» Requirement 1
Summarize the email thread about hiding MAC addresses in three sentences.

» Source extract
....
On Wed, Aug 21, 2019 at 4:34 PM Casey Schaufler <casey@schaufler-ca.com> wrote:
>
> On 8/21/2019 6:45 AM, Jeff Vander Stoep wrote:
> > MAC addresses are often considered sensitive because they are
> > usually unique and can be used to identify/track a device or
> > user [1].
> >
> > The MAC address is accessible via the RTM_NEWLINK message type of a
> > netlink route socket[2]. Ideally we could grant/deny access to the
> > MAC address on a case-by-case basis without blocking the entire
> > RTM_NEWLINK message type which contains a lot of other useful
> > information. This can be achieved using a new LSM hook on the netlink
> > message receive path. Using this new hook, individual LSMs can select
> > which processes are allowed access to the real MAC, otherwise a
> > default value of zeros is returned. Offloading access control
> > decisions like this to an LSM is convenient because it preserves the
> > status quo for most Linux users while giving the various LSMs
> > flexibility to make finer grained decisions on access to sensitive
> > data based on policy.
>
> Is the MAC address the only bit of skb data that you might
> want to control with MAC? ( Sorry, couldn't help it ;) )
> Just musing, but might it make more sense to leave the core
> code unmodified and clear the MAC address in the skb inside
> the LSM? If you did it that way you could address any other
> data you want to control using the same hook. I would hate
> to see separate LSM hooks for each of several bits of data.
> On the other hand, I wouldn't want you to violate any layering
> policies in the networking code. That would be wrong.

I considered that approach, but having the LSM modifying the skb
like that without the networking code's knowledge did seem like a layering
violation, and fragile. It's also different than how LSM hooks typically
operate - generally they return decisions and the calling code is
responsible for taking appropriate action.

I'm currently only interested in the MAC, but this approach can be extended
to other fields. The selinux patch just splits up the read permission into two
levels, privileged and unprivileged which is consistent with how netlink
audit sockets are handled.
....
» Extracted entries
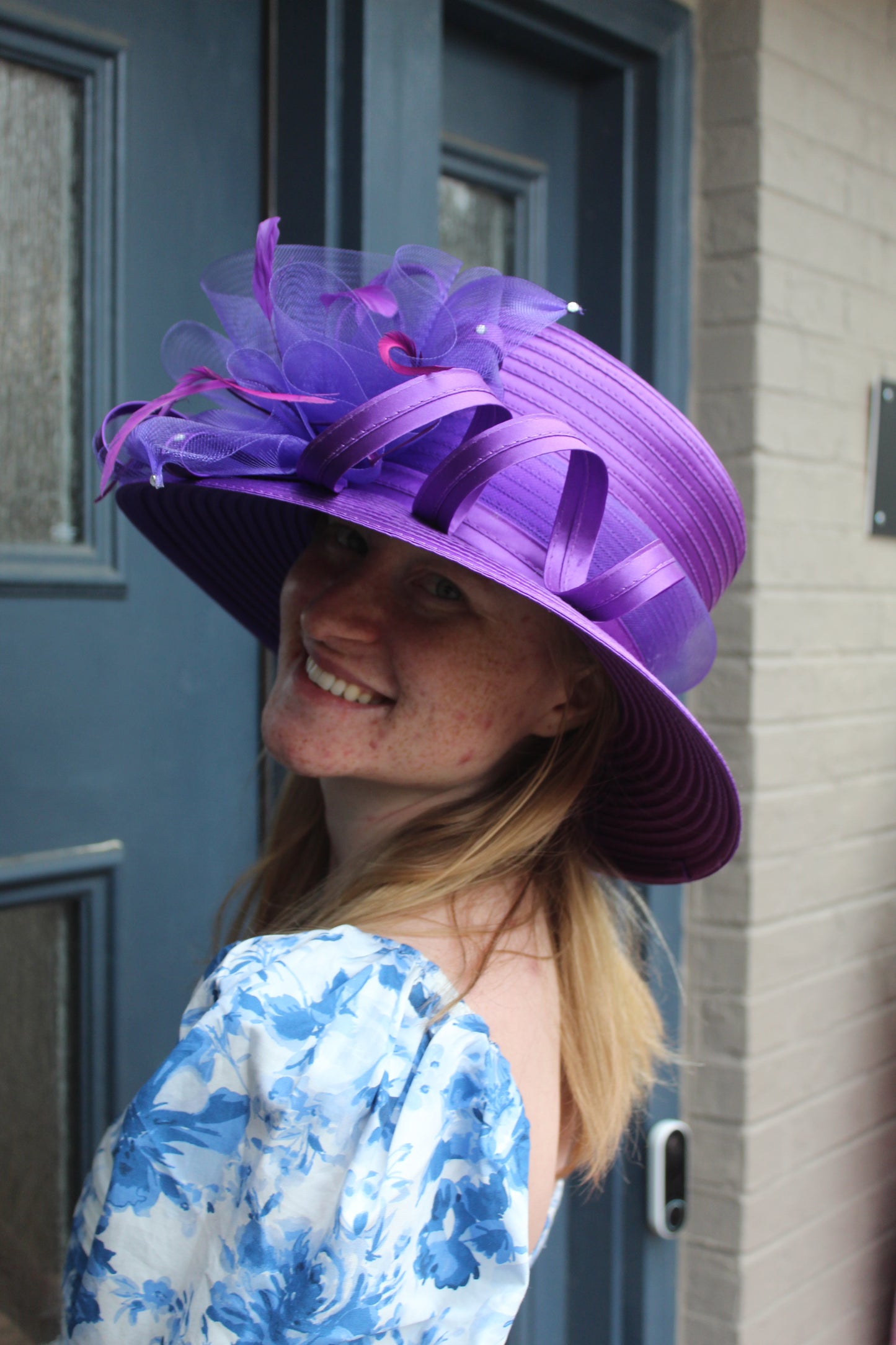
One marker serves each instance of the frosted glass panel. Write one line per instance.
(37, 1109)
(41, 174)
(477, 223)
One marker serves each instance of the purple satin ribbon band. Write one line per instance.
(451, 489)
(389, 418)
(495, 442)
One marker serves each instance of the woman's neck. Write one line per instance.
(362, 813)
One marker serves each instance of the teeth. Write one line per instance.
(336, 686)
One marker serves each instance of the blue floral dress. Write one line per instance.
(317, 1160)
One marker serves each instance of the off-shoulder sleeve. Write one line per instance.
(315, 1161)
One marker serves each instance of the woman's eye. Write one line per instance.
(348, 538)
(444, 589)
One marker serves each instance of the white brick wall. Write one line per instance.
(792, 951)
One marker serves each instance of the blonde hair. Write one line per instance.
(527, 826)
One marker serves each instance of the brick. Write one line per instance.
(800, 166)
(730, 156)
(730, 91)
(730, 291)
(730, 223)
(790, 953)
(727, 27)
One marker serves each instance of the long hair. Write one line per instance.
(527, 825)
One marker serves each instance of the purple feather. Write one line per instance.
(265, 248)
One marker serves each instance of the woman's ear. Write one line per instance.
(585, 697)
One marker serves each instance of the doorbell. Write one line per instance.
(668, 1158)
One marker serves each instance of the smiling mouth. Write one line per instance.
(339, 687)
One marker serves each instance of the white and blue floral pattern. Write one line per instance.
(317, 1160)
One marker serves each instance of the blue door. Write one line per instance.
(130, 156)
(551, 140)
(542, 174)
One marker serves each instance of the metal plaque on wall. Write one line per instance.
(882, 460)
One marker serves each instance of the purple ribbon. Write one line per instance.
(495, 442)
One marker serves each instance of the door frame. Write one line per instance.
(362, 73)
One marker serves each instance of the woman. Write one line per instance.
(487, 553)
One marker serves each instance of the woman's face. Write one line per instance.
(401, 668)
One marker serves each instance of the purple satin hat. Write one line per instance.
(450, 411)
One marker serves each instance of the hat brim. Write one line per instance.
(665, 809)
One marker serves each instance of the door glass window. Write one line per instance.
....
» Requirement 2
Write out the listing lines word for word, beginning at the line that has "One marker serves each instance of the white and" and continuing through the end of the listing.

» Complete answer 1
A new LSM hook on the netlink message receive path is proposed so that individual LSMs can choose which processes may see the real MAC address in RTM_NEWLINK messages, with a default of zeros returned to the rest. A reviewer asks whether it would make more sense to leave the core code unmodified and clear the MAC address in the skb inside the LSM, so one hook could cover other data too. The reply says that approach seemed like a fragile layering violation, unlike how LSM hooks usually return decisions, and notes that the proposed approach can be extended to other fields.

» Complete answer 2
One marker serves each instance of the white and blue floral pattern. Write one line per instance.
(317, 1160)
One marker serves each instance of the blue door. Write one line per instance.
(130, 156)
(551, 140)
(542, 174)
One marker serves each instance of the metal plaque on wall. Write one line per instance.
(882, 460)
One marker serves each instance of the purple ribbon. Write one line per instance.
(495, 442)
One marker serves each instance of the door frame. Write one line per instance.
(362, 73)
One marker serves each instance of the woman. Write one line per instance.
(487, 553)
One marker serves each instance of the woman's face. Write one line per instance.
(401, 668)
One marker serves each instance of the purple satin hat. Write one line per instance.
(450, 411)
One marker serves each instance of the hat brim. Write one line per instance.
(665, 809)
One marker serves each instance of the door glass window. Write one line per instance.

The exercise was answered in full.